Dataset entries
┄┄┄┄┄┄
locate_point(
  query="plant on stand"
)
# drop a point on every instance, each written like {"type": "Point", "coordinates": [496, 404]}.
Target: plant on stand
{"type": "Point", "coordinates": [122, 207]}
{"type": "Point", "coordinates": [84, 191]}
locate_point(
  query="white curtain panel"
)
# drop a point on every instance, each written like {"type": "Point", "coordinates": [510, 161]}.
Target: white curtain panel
┄┄┄┄┄┄
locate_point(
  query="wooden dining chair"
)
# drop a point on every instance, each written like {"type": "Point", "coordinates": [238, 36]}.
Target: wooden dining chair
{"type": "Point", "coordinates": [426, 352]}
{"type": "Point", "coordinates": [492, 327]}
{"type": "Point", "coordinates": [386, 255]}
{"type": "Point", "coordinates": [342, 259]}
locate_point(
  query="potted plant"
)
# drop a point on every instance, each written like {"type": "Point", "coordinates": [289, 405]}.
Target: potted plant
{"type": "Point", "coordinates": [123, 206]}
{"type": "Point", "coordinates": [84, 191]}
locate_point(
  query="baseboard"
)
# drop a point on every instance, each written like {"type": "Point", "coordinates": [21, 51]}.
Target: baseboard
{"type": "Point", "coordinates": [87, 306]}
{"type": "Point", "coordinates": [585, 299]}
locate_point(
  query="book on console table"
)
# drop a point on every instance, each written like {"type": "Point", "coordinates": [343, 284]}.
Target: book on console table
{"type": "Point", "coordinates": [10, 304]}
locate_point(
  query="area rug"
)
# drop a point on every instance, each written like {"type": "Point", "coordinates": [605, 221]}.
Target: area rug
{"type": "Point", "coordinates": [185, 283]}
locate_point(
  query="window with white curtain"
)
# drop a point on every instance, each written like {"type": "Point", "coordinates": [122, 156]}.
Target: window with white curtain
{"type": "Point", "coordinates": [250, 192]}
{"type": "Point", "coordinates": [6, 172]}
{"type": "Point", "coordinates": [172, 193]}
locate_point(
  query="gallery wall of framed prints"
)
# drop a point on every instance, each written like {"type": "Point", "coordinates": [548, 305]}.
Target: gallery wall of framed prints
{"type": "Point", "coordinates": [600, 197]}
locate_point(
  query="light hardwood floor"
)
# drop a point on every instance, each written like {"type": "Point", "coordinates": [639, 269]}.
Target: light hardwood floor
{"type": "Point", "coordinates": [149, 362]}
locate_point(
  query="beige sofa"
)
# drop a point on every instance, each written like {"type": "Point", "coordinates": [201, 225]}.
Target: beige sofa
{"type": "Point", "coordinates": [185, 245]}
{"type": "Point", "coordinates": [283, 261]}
┄┄┄┄┄┄
# PROBLEM
Please count the lines in the records that contain the string "wall", treating uppercase and lowercase as different. Reply with the number alone.

# ANSWER TO THIS PROBLEM
2